● Your objective:
Leave out every line before the one containing "The component shall return one point per instance of the bush", and set down that line and the rest through the end of the listing exactly.
-- Exercise materials follows --
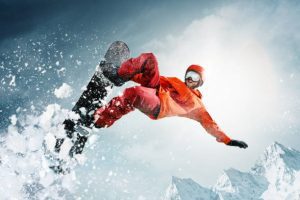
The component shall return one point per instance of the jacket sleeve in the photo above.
(201, 115)
(140, 69)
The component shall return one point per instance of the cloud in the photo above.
(241, 92)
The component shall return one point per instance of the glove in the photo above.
(237, 143)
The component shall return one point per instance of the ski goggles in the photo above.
(192, 75)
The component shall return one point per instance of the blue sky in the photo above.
(249, 49)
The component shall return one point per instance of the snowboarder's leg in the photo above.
(142, 98)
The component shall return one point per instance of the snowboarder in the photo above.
(159, 96)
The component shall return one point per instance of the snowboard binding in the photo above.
(106, 76)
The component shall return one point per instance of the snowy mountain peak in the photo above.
(279, 157)
(234, 184)
(187, 189)
(276, 175)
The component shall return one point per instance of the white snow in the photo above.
(13, 120)
(24, 169)
(63, 91)
(276, 175)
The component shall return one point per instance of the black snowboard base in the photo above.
(104, 78)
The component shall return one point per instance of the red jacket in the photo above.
(179, 100)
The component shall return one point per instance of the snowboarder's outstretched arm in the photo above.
(201, 115)
(142, 69)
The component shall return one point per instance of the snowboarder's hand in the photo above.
(238, 143)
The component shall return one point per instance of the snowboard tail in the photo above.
(103, 80)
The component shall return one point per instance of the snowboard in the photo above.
(90, 100)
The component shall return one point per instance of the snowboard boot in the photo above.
(110, 71)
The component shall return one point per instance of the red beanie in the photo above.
(196, 68)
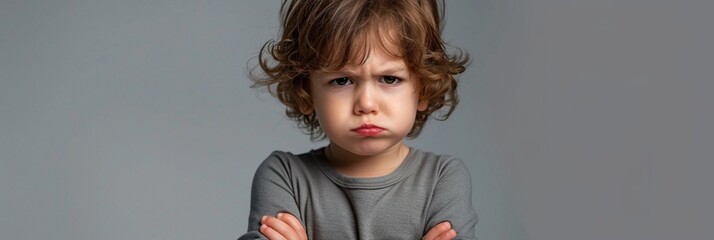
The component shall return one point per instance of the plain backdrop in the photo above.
(134, 119)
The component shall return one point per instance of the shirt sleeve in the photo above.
(272, 192)
(451, 200)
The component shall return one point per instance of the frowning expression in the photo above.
(369, 108)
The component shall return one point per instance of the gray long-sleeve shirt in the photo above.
(424, 190)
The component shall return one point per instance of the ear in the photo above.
(306, 109)
(422, 105)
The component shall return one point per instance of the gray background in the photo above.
(133, 119)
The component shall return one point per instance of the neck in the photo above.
(354, 165)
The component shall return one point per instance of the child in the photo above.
(364, 74)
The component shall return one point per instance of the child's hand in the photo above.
(441, 231)
(284, 226)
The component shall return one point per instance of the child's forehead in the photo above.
(380, 45)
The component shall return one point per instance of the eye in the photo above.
(341, 81)
(392, 80)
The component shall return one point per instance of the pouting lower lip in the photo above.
(369, 131)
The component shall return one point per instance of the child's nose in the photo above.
(365, 102)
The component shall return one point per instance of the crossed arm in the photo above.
(286, 226)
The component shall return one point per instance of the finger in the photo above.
(437, 230)
(270, 233)
(294, 223)
(280, 227)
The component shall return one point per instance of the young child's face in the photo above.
(369, 108)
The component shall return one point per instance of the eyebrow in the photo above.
(385, 70)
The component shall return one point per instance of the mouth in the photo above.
(368, 130)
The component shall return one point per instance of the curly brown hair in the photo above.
(331, 34)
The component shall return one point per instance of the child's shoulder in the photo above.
(443, 163)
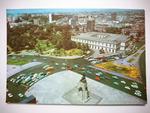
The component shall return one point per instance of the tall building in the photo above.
(113, 16)
(50, 18)
(110, 43)
(90, 25)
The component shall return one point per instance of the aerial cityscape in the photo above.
(76, 56)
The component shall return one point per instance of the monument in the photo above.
(80, 94)
(83, 92)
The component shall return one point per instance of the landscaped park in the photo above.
(44, 63)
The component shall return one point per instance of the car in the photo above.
(44, 67)
(127, 87)
(123, 82)
(138, 93)
(134, 86)
(116, 83)
(20, 95)
(49, 68)
(10, 95)
(115, 77)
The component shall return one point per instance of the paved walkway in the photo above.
(13, 69)
(51, 90)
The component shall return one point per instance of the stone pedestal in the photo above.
(74, 97)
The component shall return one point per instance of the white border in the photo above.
(21, 4)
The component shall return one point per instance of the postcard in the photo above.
(76, 56)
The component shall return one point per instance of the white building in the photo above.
(50, 18)
(110, 43)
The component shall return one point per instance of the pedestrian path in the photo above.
(13, 69)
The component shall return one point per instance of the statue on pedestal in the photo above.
(83, 92)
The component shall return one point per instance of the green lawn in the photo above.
(78, 65)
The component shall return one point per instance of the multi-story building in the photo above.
(110, 43)
(90, 25)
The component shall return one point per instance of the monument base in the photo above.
(72, 97)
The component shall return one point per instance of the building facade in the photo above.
(110, 43)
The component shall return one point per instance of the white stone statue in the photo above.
(83, 92)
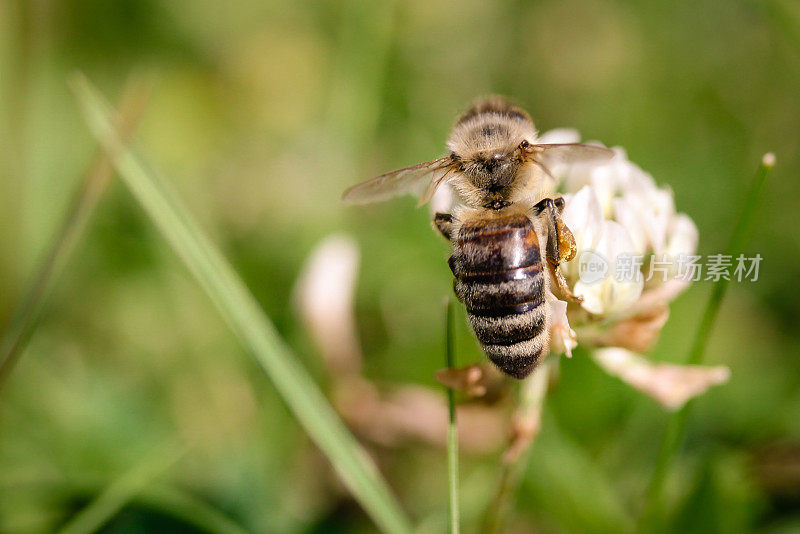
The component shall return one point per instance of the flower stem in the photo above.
(524, 429)
(452, 427)
(676, 425)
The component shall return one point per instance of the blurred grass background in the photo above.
(263, 113)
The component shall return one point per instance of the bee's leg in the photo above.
(444, 223)
(560, 242)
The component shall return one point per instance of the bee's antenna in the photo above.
(544, 168)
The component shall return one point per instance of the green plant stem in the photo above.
(452, 426)
(248, 321)
(109, 502)
(170, 500)
(525, 427)
(96, 181)
(676, 425)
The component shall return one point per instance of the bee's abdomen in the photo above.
(499, 278)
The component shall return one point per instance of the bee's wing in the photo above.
(573, 153)
(421, 179)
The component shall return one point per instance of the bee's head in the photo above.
(493, 172)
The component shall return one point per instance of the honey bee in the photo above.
(507, 235)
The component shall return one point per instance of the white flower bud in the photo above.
(613, 294)
(670, 385)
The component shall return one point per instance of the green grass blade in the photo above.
(676, 425)
(452, 426)
(166, 499)
(248, 321)
(34, 299)
(122, 491)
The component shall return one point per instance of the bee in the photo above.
(506, 231)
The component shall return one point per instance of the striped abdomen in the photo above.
(498, 276)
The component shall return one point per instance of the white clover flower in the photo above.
(621, 218)
(671, 385)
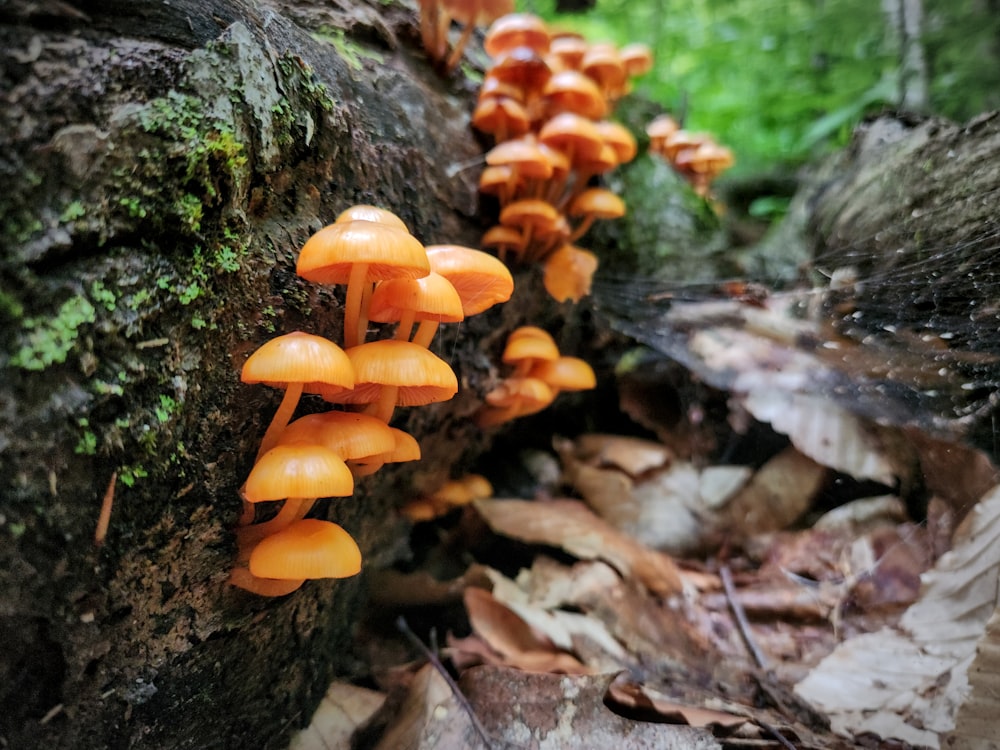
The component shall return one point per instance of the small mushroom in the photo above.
(359, 253)
(307, 549)
(297, 362)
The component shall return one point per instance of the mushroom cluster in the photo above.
(695, 156)
(391, 278)
(436, 17)
(545, 101)
(539, 373)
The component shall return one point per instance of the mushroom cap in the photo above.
(529, 348)
(420, 376)
(524, 392)
(569, 49)
(299, 470)
(565, 374)
(523, 155)
(388, 251)
(681, 140)
(533, 332)
(603, 63)
(306, 549)
(495, 113)
(299, 357)
(480, 280)
(617, 137)
(431, 297)
(572, 134)
(603, 161)
(600, 202)
(522, 67)
(516, 30)
(568, 273)
(350, 435)
(527, 212)
(572, 91)
(365, 212)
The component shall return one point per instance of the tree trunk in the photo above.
(162, 164)
(905, 20)
(907, 230)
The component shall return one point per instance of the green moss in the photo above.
(10, 307)
(72, 212)
(103, 296)
(47, 341)
(87, 444)
(300, 77)
(351, 52)
(167, 409)
(129, 473)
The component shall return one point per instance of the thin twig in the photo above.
(104, 519)
(773, 731)
(435, 662)
(741, 618)
(744, 625)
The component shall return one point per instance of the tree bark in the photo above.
(905, 229)
(162, 164)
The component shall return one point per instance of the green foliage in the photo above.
(48, 340)
(778, 79)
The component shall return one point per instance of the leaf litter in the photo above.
(803, 599)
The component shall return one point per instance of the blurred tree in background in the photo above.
(779, 80)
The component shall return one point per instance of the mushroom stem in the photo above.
(456, 53)
(244, 579)
(294, 509)
(355, 310)
(385, 405)
(365, 469)
(582, 228)
(405, 325)
(281, 418)
(425, 333)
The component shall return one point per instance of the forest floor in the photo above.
(767, 571)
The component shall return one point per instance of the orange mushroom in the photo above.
(297, 362)
(512, 398)
(568, 273)
(392, 373)
(429, 300)
(591, 204)
(516, 30)
(359, 253)
(480, 279)
(359, 439)
(297, 474)
(307, 549)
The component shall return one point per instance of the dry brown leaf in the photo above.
(632, 455)
(519, 644)
(825, 432)
(633, 697)
(776, 496)
(907, 683)
(976, 726)
(343, 709)
(564, 712)
(571, 526)
(428, 718)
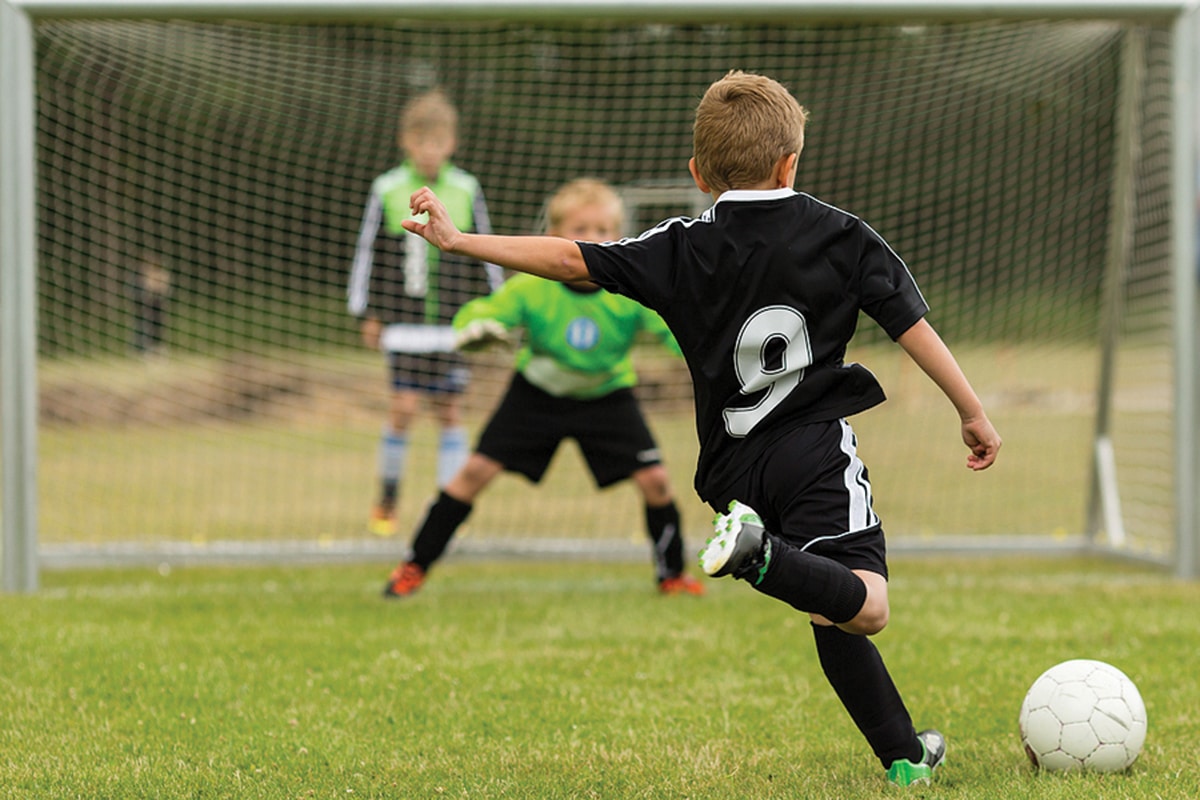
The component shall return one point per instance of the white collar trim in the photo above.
(749, 196)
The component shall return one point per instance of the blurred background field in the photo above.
(1026, 184)
(558, 680)
(205, 450)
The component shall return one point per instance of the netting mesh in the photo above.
(228, 164)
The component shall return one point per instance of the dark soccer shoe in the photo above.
(739, 548)
(905, 773)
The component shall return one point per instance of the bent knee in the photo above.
(869, 620)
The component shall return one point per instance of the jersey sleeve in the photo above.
(359, 290)
(505, 306)
(484, 226)
(641, 269)
(654, 325)
(888, 292)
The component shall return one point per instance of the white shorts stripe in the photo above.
(858, 488)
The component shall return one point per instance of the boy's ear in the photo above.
(784, 174)
(695, 175)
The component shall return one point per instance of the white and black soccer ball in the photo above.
(1083, 715)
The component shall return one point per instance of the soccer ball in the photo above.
(1083, 715)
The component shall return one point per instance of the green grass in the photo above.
(159, 450)
(550, 680)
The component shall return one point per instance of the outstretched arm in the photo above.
(925, 347)
(549, 257)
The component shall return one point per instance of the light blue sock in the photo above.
(393, 452)
(451, 453)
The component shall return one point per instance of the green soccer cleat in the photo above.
(905, 773)
(739, 547)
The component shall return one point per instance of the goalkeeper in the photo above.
(574, 378)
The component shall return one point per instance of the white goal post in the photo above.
(1105, 523)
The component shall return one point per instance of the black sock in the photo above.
(858, 675)
(663, 525)
(437, 529)
(811, 583)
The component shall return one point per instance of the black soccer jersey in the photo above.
(762, 293)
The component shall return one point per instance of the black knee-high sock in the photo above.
(663, 525)
(810, 583)
(437, 529)
(858, 675)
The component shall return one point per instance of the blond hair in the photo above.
(744, 125)
(580, 192)
(430, 113)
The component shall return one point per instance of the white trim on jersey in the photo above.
(359, 289)
(876, 234)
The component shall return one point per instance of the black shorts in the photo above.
(529, 423)
(813, 491)
(429, 372)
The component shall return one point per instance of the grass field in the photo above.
(551, 680)
(282, 446)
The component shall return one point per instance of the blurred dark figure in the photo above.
(150, 289)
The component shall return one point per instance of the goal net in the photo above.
(202, 186)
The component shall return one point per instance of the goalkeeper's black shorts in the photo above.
(529, 423)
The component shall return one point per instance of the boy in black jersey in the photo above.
(762, 293)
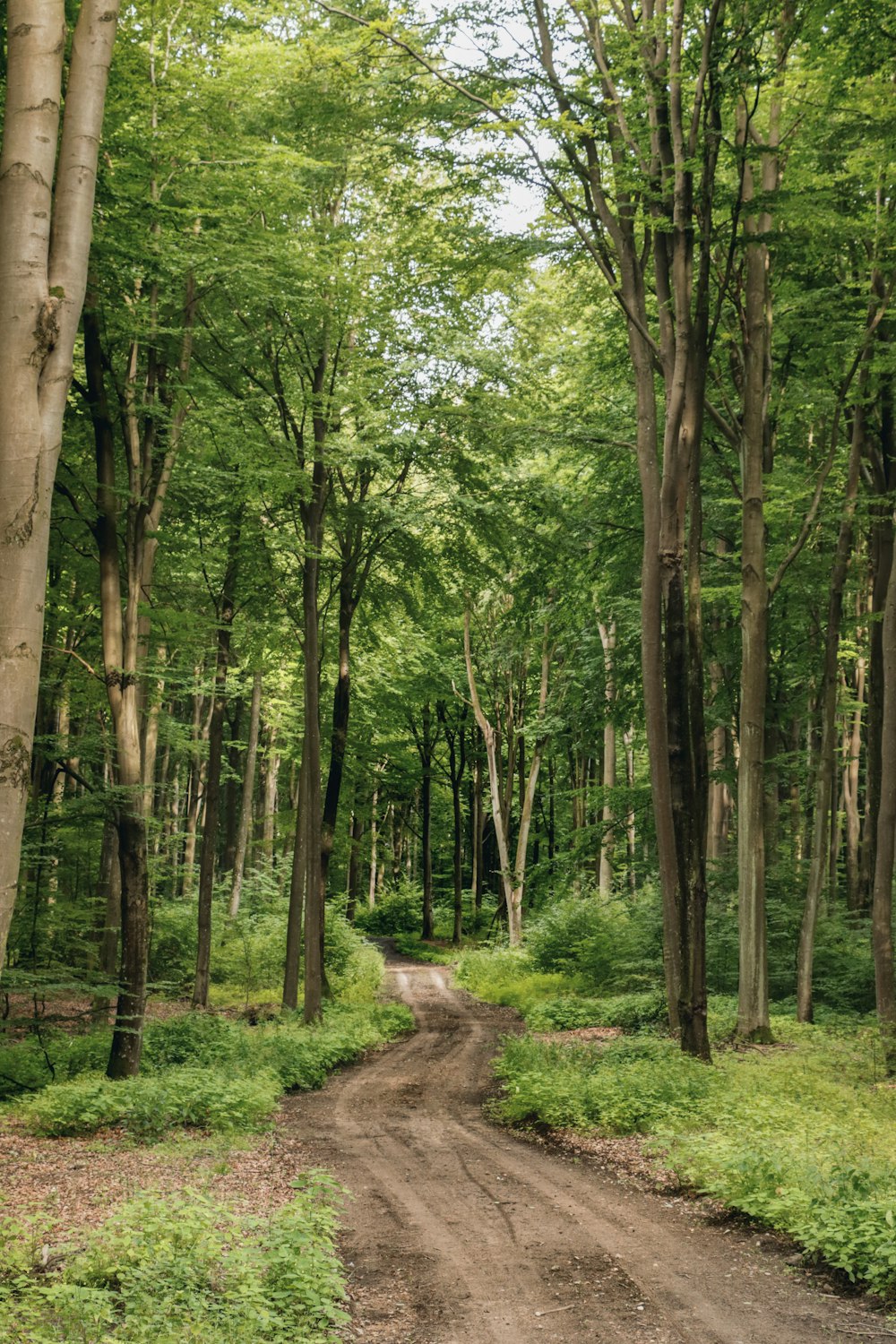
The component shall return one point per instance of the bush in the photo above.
(411, 945)
(163, 1271)
(621, 1088)
(605, 943)
(630, 1012)
(505, 976)
(151, 1104)
(303, 1056)
(395, 911)
(210, 1073)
-- Exercise materials concluded --
● Written reply:
The component shall return one point per instance of the bush in the photo above.
(411, 945)
(163, 1271)
(621, 1088)
(605, 943)
(630, 1012)
(505, 976)
(151, 1104)
(303, 1056)
(395, 911)
(210, 1073)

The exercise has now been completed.